§ About this exercise:
Translate this sentence from the text on early leaf spot of peanut into Spanish: "The spots usually are surrounded by a yellow halo, but sometimes halos are not present."

BEGIN Extracted text

Early leaf spot of peanut
Updated June 17, 2011
Early leaf spot of peanut is caused by the fungus Cercospora arachidicola. Early and late leaf spots are the most common and important peanut diseases. In North Carolina, leaf spot control is necessary to prevent defoliation and yield loss on all peanut cultivars.
Early leaf spot typically causes brown lesions (spots) on leaves. The spots usually are surrounded by a yellow halo, but sometimes halos are not present. The brown lesion color is most distinct on the lower leaf surface (Figure 1). The fungus produces tufts of silvery, hair-like spores on lesions during humid weather. These spores can be seen on the upper lesion surface with the help of a good magnifying glass (Figure 2).
Although early leaf spot can be found as early as 30 days after planting, it usually is not observed in well-rotated fields until mid-July or later. Spots are first seen on lower leaves. As the disease progresses, the number of spots increases. Plants begin to defoliate, starting with the lower leaves and progressing to the upper canopy. In severe epidemics, plants are completely defoliated (Figure 3). The bare stems may also have lesions.

END Extracted text
BEGIN Listed records

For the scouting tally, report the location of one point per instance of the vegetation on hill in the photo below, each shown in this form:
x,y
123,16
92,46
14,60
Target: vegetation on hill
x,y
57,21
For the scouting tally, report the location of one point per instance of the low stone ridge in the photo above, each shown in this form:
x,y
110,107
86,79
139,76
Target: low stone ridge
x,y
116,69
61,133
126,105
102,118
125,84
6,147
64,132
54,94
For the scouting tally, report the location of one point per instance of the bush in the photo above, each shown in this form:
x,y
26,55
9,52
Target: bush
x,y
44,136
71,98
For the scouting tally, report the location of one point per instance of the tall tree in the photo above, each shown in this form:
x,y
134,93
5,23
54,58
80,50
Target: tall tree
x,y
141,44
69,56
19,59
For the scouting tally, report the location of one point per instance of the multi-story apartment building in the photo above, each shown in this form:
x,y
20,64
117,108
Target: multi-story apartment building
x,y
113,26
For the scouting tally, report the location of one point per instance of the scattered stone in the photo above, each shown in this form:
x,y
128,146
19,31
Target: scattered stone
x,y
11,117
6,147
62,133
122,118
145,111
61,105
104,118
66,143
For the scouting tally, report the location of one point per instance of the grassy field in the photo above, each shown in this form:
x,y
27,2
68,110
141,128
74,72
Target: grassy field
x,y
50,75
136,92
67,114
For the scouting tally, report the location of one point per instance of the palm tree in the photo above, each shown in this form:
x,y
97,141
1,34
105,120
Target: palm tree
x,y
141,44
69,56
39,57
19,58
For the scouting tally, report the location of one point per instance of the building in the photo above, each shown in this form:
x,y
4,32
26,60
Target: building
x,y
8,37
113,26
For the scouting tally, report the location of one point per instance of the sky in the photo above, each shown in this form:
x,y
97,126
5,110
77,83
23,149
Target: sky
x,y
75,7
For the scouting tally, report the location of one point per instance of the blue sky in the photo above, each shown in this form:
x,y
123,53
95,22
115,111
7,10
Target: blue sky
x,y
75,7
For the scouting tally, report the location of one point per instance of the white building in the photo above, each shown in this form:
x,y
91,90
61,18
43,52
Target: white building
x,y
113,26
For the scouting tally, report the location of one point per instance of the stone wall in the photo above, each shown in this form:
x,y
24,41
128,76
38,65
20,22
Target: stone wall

END Listed records

§ Response to the exercise:
Las manchas generalmente están rodeadas por un halo amarillo, pero a veces los halos no están presentes.